▶ DATA RECORDS

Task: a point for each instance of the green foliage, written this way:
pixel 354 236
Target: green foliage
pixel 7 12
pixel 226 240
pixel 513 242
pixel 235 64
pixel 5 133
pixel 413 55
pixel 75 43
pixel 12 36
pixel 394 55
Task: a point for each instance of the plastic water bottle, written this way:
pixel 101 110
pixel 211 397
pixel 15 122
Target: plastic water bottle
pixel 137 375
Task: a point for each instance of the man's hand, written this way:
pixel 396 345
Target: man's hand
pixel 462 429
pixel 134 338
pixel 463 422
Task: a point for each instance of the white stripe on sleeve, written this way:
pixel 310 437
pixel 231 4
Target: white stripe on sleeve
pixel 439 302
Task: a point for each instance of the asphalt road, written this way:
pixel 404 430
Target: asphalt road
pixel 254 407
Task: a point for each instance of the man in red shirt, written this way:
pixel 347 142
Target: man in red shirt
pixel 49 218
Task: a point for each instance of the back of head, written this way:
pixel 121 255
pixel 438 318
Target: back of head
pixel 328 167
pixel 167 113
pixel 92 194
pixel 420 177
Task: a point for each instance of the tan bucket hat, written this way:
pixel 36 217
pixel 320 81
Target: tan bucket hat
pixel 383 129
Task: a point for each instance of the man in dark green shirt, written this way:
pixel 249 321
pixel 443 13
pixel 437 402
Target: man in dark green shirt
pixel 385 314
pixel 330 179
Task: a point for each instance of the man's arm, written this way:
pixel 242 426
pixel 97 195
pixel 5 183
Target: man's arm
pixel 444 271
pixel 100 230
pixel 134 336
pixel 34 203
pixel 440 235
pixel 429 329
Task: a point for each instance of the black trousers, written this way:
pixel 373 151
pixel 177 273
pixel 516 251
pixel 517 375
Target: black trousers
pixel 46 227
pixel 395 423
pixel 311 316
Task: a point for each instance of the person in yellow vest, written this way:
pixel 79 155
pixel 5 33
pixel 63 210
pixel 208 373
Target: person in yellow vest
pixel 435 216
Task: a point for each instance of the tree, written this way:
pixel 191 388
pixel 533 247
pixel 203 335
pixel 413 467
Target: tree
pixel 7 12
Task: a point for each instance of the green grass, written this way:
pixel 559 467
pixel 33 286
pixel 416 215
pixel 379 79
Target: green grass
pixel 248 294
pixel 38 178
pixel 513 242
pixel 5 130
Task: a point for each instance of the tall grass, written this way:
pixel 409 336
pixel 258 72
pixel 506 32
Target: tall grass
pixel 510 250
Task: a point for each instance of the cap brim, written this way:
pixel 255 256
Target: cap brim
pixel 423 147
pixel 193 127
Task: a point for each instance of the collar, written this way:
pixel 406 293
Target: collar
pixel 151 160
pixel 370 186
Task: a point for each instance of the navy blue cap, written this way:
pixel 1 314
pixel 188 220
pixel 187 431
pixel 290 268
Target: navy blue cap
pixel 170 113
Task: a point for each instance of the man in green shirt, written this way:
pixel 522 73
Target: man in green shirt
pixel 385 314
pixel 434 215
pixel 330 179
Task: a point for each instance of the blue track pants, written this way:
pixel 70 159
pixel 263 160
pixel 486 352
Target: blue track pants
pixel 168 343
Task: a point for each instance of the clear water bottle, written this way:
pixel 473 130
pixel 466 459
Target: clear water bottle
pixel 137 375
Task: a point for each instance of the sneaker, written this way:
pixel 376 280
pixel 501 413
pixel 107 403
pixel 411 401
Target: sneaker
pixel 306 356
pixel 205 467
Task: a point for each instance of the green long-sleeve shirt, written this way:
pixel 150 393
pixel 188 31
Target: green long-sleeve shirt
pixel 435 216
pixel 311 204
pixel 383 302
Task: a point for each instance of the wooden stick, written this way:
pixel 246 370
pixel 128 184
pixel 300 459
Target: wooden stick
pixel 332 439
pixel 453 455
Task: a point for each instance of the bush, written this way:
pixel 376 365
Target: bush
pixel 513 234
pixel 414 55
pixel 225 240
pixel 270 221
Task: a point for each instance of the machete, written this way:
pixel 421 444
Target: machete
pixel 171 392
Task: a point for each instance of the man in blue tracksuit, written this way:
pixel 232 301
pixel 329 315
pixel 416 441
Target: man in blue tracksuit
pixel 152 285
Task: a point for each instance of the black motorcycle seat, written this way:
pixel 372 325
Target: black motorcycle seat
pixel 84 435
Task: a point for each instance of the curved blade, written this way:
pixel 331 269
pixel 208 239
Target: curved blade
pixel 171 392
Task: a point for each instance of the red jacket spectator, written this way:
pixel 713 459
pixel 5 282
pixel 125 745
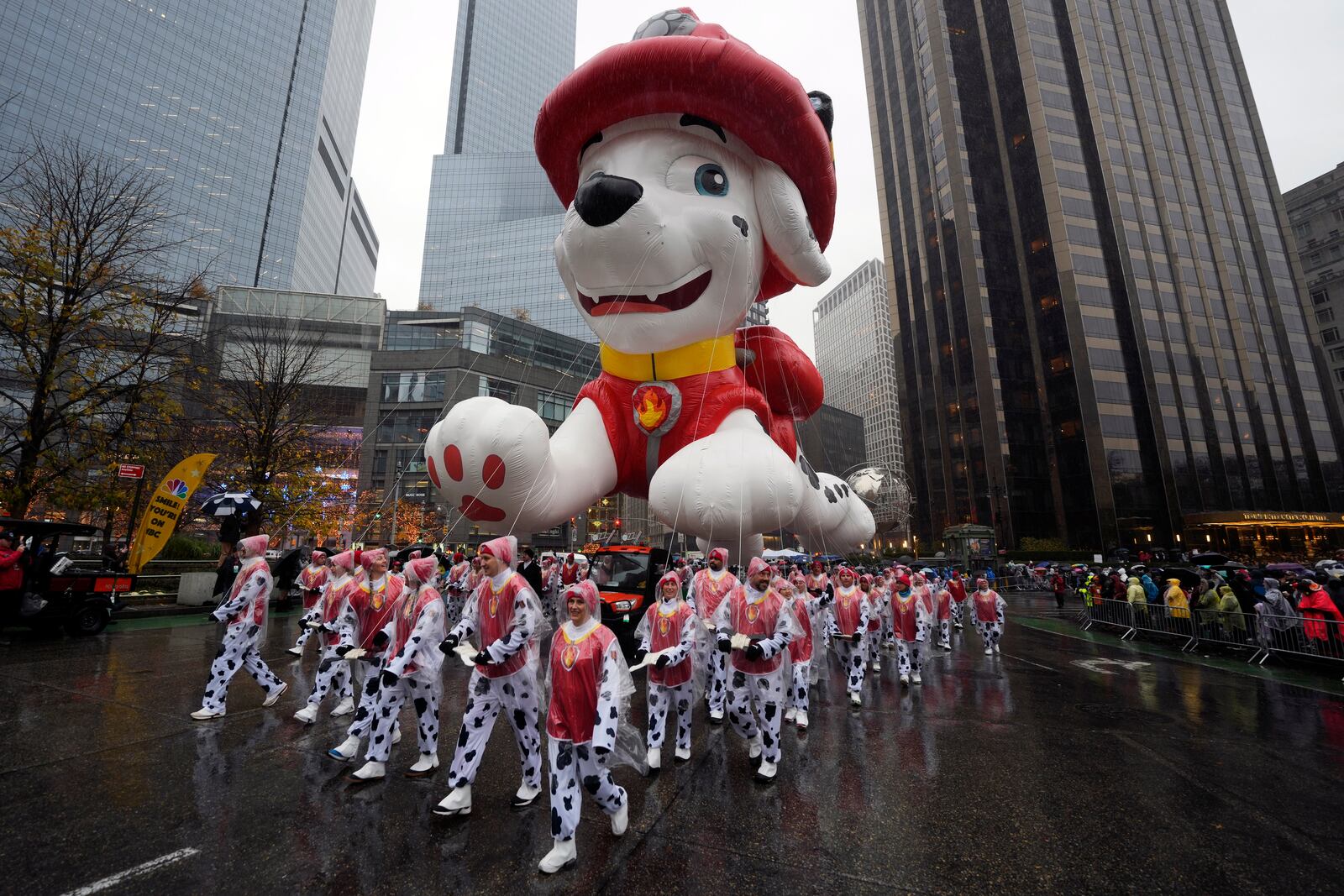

▶ TASK PROMPT
Type out again, exactly as written, the lines from the beginning of the material through the one containing "pixel 242 426".

▶ RESPONSE AREA
Task: a point for each instance of the green foliage, written this way:
pixel 354 236
Target: green foliage
pixel 7 12
pixel 226 240
pixel 513 242
pixel 235 64
pixel 5 133
pixel 413 55
pixel 75 43
pixel 12 36
pixel 394 55
Task: a point for each instance of the plastic water bottle, written this way:
pixel 101 110
pixel 211 397
pixel 15 122
Target: plastic water bottle
pixel 137 375
Task: a point for each instance of the man's hand, written this way:
pixel 396 345
Target: man's hand
pixel 462 429
pixel 134 338
pixel 463 422
Task: a point for each instance of the white stripe on sleeve, written this way:
pixel 310 437
pixel 231 4
Target: white stripe on sleeve
pixel 439 302
Task: a point for each instance of the asphalt road, written this way:
pixel 404 430
Target: asphalt road
pixel 254 407
Task: a point for each instance of the man in red shirt, written this way:
pixel 347 142
Target: man in red shirt
pixel 49 218
Task: a point for each instance of the back of head, written this way:
pixel 121 255
pixel 438 318
Target: back of head
pixel 328 167
pixel 167 113
pixel 92 194
pixel 420 177
Task: a point for each instance of the tan bucket hat, written this way:
pixel 36 217
pixel 320 81
Target: tan bucket hat
pixel 383 129
Task: a point for each instance of the man in dark green shirt, written this way:
pixel 249 321
pixel 443 13
pixel 437 402
Target: man in dark green shirt
pixel 385 314
pixel 330 179
Task: a point for each instance of the man's arm, written this way:
pixel 242 426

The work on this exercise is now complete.